### DIRECTIONS FOR THIS TASK
Reproduce the data below word for word.

### LISTED RECORDS
+---+

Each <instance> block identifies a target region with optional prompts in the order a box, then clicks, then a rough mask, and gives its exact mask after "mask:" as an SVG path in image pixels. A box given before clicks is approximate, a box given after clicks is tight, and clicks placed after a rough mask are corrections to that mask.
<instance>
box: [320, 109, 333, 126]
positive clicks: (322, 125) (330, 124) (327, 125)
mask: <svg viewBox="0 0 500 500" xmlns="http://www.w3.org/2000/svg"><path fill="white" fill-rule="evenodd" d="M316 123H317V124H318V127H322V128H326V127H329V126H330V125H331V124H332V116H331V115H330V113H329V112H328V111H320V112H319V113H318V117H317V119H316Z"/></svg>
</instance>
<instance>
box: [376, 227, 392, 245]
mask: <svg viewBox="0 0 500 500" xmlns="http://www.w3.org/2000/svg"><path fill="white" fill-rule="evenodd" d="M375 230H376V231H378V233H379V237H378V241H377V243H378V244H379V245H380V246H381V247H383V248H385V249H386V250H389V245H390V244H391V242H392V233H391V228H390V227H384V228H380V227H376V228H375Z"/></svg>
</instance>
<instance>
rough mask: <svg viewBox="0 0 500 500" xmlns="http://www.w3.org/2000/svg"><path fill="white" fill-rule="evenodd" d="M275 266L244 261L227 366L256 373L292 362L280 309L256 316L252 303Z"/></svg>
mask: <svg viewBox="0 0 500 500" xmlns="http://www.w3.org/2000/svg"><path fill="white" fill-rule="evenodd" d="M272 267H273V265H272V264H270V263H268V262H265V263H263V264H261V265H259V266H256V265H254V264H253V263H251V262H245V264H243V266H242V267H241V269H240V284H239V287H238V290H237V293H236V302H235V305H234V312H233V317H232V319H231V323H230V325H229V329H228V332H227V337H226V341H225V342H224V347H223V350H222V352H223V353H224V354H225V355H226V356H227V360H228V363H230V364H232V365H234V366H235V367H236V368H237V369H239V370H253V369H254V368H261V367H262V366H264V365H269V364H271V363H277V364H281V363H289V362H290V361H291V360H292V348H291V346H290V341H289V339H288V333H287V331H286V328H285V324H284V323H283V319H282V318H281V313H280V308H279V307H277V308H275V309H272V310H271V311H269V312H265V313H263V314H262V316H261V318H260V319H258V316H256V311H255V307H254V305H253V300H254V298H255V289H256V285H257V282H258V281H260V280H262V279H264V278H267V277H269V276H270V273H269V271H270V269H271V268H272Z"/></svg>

+---+

### RESULT OF THE EXERCISE
Each <instance> block identifies a target region with optional prompts in the order a box, then clicks, then a rough mask, and gives its exact mask after "mask:" as an SVG path in image pixels. A box given before clicks is approximate, a box given after clicks is tight, and clicks placed after a rough mask are corrections to that mask.
<instance>
box: [320, 109, 333, 126]
positive clicks: (322, 125) (330, 124) (327, 125)
mask: <svg viewBox="0 0 500 500" xmlns="http://www.w3.org/2000/svg"><path fill="white" fill-rule="evenodd" d="M316 123H317V124H318V127H322V128H326V127H329V126H330V125H331V124H332V116H331V115H330V113H329V112H328V111H320V112H319V113H318V117H317V119H316Z"/></svg>
</instance>
<instance>
box: [376, 227, 392, 245]
mask: <svg viewBox="0 0 500 500" xmlns="http://www.w3.org/2000/svg"><path fill="white" fill-rule="evenodd" d="M375 230H376V231H378V233H379V237H378V241H377V243H378V244H379V245H380V246H381V247H383V248H385V249H386V250H389V245H390V244H391V242H392V233H391V228H390V227H384V228H380V227H376V228H375Z"/></svg>
</instance>
<instance>
rough mask: <svg viewBox="0 0 500 500" xmlns="http://www.w3.org/2000/svg"><path fill="white" fill-rule="evenodd" d="M275 266L244 261L227 366L256 373L292 362L280 309L256 316L252 303Z"/></svg>
mask: <svg viewBox="0 0 500 500" xmlns="http://www.w3.org/2000/svg"><path fill="white" fill-rule="evenodd" d="M272 267H273V265H272V264H270V263H268V262H265V263H263V264H261V265H259V266H256V265H254V264H253V263H251V262H245V264H243V266H242V267H241V269H240V284H239V287H238V290H237V293H236V302H235V305H234V312H233V317H232V319H231V323H230V325H229V329H228V332H227V337H226V341H225V342H224V347H223V350H222V352H223V353H224V354H225V355H226V356H227V360H228V363H230V364H232V365H234V366H235V367H236V368H237V369H239V370H253V369H254V368H261V367H262V366H264V365H269V364H271V363H277V364H281V363H289V362H290V361H291V360H292V348H291V346H290V341H289V339H288V333H287V331H286V328H285V324H284V323H283V319H282V318H281V313H280V308H279V307H277V308H275V309H272V310H271V311H269V312H265V313H263V314H262V316H261V318H260V319H258V316H256V311H255V307H254V305H253V300H254V298H255V289H256V285H257V282H258V281H260V280H262V279H264V278H267V277H269V276H270V273H269V271H270V269H271V268H272Z"/></svg>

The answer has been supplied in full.